— START EXTRACT PROVIDED —

When I first joined the Senate in 2009, it was the summer of the so-called “Twitter Revolutions” in Egypt and Libya and Tunisia we then heralded as the Arab Spring. At the time, people in Washington and around the world hailed social media as a powerful tool for democracy.

It didn’t take long for tyrants to turn it against democracy. The dictators who once feared social media soon harnessed it for their purposes — to track opponents, to dox [critics], and flood the zone with propaganda. Nobody understood this better than Vladimir Putin, himself. He saw the vast and unregulated power of social media over our democracy, and he exploited it ruthlessly.

Ahead of the 2016 elections, Putin flooded our social media with disinformation. According to the Mueller report, the Russians “conducted social media operations…with the goal of sowing discord in the U.S. political system.” They sought to fracture America across every conceivable line — race, religion, class, sexuality, and politics — playing both sides with over 10 million tweets and nearly 4,000 fake accounts, some of which actually inspired Americans to show up, to gather, and to protest, you know, their own government.

And we let it happen. In large part, because we struggled to distinguish — in fact, we couldn’t for a year and a half distinguish — between the Russian propaganda and our degraded online political conversations. We should ask ourselves what that says about the nature of our political conversation.

I was running for reelection that year, here in the state of Colorado. And when I later joined the Senate Intelligence Committee, I began to realize that this problem extended far beyond our borders. It’s why, three years ago, I wrote to Mark Zuckerberg warning him that Facebook had become authoritarians’ what I call “platform of choice” to suppress their opposition.

I also warned him that Facbeook’s insatiable drive for growth had given the company power over countries that they barely understood. And the consequences have been horrific. Horrific.

In Myanmar, the United Nations named Facebook “a significant factor” in stoking communal violence against the Rohingya, after it repeatedly ignored calls to remove hate speech and hire more staff who actually knew the country. Around the world, we’ve seen fake stories on these platforms spark violence — in India, Sri Lanka, and Kenya, just to name a few. And on January 6, 2021, here in the United States of America

In the weeks before January 6, President Trump, our first president who ran his campaign and his administration almost exclusively through the social media platform of Twitter, incited a mob to invade our Capitol.

It would never have happened without social media.

Social media is where the Big Lie caught fire. Where platforms gave the Big Lie the ring of Truth through sheer repetition. Where algorithms mixed cocktails out of pedophilia rings, Jewish cabals, and QAnon rumors — intoxicating dentists and soccer moms with a seditious rage.

I remember sitting in a windowless basement in the Capitol on the 6th. We watched CNN as our fellow citizens invaded the U.S. Capitol with their racist banners, flags, and their anti- Semitic T-shirts to “save” an election that had never been stolen — that had not been stolen.

And while the Senate was in that embarrassing position, unable to certify an election for the first time in American history, Mosow and Beijing transformed those images into propaganda, as I knew they would, in their campaign to discredit democracy in the eyes of the world. Beijing claiming the riots were a sign of “internal collapse;” Moscow observed that “American democracy [was] limping on both feet.”

In these moments, we cannot bury our heads in our digital feeds. We are called upon to defend democracy and burnish our example at home. And we can help by reining in the vast power of digital platforms and reasserting the interests of the American people — and our public interest.

— END EXTRACT PROVIDED —

**INSTRUCTION**
Rewrite the part of the speech on social media and democracy that begins at "In Myanmar, the" and stops after "invade our Capitol.", changing "hate speech" to "inflammatory content".

— START ENTRIES SHOWN —

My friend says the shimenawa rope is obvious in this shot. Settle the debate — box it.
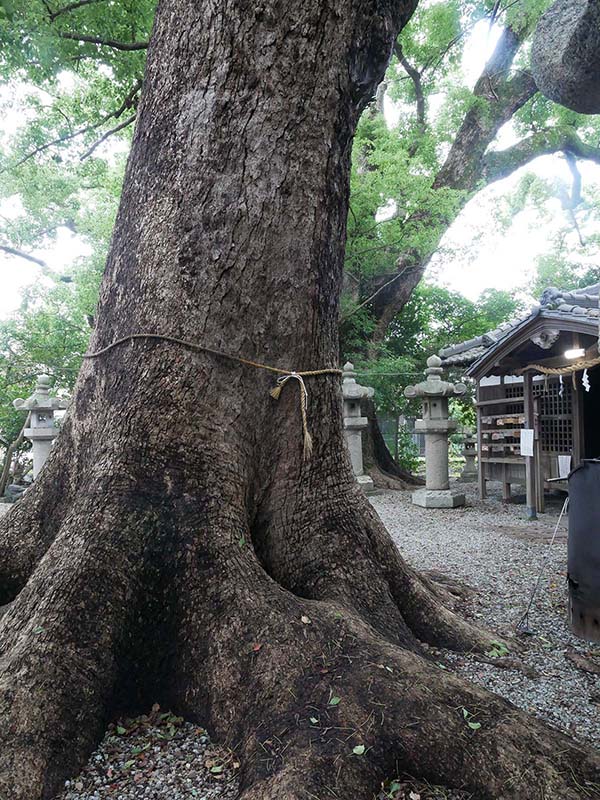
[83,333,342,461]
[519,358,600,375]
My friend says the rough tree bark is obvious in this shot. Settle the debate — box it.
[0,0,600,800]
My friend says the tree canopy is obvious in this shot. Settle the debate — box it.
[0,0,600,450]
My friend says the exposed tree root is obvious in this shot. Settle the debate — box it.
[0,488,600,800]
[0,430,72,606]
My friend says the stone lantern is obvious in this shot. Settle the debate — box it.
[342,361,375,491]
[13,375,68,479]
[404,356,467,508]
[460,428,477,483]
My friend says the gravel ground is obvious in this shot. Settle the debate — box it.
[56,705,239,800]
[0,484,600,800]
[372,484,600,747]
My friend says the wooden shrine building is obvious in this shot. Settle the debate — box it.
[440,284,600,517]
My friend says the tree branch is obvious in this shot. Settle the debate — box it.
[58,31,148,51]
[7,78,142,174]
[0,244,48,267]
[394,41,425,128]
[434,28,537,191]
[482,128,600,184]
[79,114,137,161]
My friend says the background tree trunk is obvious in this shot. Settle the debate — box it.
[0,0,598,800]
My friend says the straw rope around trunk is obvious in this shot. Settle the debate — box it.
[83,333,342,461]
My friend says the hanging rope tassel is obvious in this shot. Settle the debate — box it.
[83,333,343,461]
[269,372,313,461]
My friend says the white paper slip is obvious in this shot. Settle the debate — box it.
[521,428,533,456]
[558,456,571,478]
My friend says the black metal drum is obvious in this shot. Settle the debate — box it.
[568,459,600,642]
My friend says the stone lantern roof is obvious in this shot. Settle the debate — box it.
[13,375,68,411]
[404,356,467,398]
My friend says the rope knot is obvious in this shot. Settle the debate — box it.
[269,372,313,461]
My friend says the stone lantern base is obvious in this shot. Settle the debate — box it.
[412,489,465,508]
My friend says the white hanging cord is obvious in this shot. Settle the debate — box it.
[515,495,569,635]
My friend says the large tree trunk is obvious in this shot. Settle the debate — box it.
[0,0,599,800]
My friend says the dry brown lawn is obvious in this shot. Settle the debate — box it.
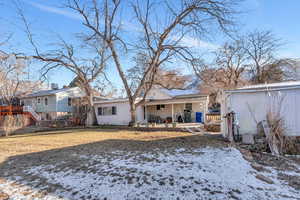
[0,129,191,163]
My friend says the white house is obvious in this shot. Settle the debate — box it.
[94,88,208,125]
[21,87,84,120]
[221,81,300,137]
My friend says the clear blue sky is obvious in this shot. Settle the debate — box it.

— END ENTRIES SHOWN —

**WRITTEN REPLY**
In Myanmar, the United Nations named Facebook “a significant factor” in stoking communal violence against the Rohingya, after it repeatedly ignored calls to remove inflammatory content and hire more staff who actually knew the country. Around the world, we’ve seen fake stories on these platforms spark violence — in India, Sri Lanka, and Kenya, just to name a few. And on January 6, 2021, here in the United States of America

In the weeks before January 6, President Trump, our first president who ran his campaign and his administration almost exclusively through the social media platform of Twitter, incited a mob to invade our Capitol.